Extracted records:
-------

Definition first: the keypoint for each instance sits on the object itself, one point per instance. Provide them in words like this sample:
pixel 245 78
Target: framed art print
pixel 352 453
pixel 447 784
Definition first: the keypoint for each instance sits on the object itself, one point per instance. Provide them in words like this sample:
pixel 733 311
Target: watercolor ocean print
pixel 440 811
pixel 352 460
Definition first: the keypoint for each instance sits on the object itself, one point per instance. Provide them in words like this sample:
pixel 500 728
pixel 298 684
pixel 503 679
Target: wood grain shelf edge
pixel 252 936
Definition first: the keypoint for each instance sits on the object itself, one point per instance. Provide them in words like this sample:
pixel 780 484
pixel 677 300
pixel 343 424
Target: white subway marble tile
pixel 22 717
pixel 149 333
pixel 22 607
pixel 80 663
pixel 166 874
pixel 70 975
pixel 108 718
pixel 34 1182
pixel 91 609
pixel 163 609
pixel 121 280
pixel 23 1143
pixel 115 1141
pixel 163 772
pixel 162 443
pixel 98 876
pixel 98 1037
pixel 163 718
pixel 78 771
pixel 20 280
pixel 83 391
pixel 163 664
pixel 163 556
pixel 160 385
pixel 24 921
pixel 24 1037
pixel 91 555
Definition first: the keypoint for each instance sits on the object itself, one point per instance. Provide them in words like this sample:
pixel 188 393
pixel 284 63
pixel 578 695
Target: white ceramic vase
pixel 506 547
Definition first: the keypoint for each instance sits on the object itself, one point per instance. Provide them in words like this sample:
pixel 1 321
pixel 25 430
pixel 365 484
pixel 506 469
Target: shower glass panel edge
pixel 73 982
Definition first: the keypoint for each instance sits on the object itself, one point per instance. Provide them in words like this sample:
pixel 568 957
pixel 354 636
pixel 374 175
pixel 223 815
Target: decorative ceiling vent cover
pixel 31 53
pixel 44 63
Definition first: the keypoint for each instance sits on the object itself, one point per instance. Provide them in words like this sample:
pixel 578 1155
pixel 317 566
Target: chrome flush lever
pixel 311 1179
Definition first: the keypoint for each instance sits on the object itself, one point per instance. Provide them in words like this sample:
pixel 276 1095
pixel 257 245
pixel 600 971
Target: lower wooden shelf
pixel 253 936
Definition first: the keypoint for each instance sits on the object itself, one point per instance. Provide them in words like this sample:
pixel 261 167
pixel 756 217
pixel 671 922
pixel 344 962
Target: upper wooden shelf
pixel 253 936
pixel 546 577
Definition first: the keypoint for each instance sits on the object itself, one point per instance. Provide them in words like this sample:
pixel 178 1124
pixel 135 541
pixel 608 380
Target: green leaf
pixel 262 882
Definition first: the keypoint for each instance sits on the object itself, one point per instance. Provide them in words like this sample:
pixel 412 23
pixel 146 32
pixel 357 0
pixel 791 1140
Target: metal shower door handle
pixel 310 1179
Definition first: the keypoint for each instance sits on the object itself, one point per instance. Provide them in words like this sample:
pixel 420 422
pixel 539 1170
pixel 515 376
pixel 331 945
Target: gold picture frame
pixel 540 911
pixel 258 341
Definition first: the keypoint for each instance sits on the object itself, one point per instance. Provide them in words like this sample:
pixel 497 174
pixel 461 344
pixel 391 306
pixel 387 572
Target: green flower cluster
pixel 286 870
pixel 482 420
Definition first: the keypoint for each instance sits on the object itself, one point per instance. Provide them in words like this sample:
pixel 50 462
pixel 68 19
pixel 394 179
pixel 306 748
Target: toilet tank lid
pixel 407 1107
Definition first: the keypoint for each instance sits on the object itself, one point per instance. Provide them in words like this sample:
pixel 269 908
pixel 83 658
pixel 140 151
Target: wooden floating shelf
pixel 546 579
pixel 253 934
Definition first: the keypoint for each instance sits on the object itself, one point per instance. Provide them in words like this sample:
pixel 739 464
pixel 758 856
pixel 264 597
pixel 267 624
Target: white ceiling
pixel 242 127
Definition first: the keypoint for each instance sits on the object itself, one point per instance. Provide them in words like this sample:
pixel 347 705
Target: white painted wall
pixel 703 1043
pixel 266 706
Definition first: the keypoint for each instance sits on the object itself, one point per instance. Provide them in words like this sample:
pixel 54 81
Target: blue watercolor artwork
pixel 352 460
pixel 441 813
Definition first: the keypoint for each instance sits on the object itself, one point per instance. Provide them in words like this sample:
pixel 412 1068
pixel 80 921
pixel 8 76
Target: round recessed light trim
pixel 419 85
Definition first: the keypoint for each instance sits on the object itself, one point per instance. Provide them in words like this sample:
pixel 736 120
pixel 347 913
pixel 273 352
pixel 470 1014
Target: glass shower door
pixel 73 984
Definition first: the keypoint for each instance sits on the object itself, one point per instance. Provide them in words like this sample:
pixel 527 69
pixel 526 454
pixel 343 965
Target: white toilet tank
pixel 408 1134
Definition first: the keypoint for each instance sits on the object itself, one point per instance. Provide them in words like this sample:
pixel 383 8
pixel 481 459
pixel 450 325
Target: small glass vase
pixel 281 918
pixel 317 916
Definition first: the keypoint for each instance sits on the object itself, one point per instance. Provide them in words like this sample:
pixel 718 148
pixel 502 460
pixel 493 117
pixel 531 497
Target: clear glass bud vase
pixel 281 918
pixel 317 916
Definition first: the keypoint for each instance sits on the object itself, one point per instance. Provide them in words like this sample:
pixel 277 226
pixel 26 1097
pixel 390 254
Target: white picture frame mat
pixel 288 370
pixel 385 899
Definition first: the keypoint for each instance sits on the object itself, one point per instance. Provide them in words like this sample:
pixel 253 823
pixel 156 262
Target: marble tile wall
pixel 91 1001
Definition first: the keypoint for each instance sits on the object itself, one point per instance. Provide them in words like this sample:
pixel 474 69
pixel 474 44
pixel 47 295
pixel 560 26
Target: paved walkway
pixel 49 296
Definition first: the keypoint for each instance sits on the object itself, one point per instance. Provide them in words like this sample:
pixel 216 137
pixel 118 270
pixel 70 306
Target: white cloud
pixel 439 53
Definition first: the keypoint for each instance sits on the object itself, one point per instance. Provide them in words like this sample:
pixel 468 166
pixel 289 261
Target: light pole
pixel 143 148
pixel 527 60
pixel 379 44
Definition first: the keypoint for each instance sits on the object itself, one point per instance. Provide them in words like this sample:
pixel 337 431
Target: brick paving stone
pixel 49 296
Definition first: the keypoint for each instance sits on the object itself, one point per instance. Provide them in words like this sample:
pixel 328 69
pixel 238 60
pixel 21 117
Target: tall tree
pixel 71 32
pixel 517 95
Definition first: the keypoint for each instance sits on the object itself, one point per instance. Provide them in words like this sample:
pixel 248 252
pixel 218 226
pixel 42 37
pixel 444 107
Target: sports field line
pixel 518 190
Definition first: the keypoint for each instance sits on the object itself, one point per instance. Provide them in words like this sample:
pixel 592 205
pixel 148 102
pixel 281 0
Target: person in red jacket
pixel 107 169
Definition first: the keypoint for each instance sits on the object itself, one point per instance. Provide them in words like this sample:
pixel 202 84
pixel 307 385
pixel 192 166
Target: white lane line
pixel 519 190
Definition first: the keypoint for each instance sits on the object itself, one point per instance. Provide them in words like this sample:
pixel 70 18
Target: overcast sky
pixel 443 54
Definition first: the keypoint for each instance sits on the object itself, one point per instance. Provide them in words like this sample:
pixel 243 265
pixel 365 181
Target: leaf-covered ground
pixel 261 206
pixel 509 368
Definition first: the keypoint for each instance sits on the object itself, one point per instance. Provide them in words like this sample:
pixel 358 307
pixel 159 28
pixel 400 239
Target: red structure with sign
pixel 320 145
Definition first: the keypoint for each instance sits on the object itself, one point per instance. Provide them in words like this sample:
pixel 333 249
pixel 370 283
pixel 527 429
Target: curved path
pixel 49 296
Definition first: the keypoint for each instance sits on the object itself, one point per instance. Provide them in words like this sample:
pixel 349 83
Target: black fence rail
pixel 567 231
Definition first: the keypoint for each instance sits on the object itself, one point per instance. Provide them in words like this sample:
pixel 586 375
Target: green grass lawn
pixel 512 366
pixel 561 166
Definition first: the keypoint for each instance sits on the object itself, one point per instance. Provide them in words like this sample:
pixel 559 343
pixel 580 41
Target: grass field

-------

Set problem –
How many lines of the material above contain the string "white"? Case counts. Reply with the number alone.

Correct response –
8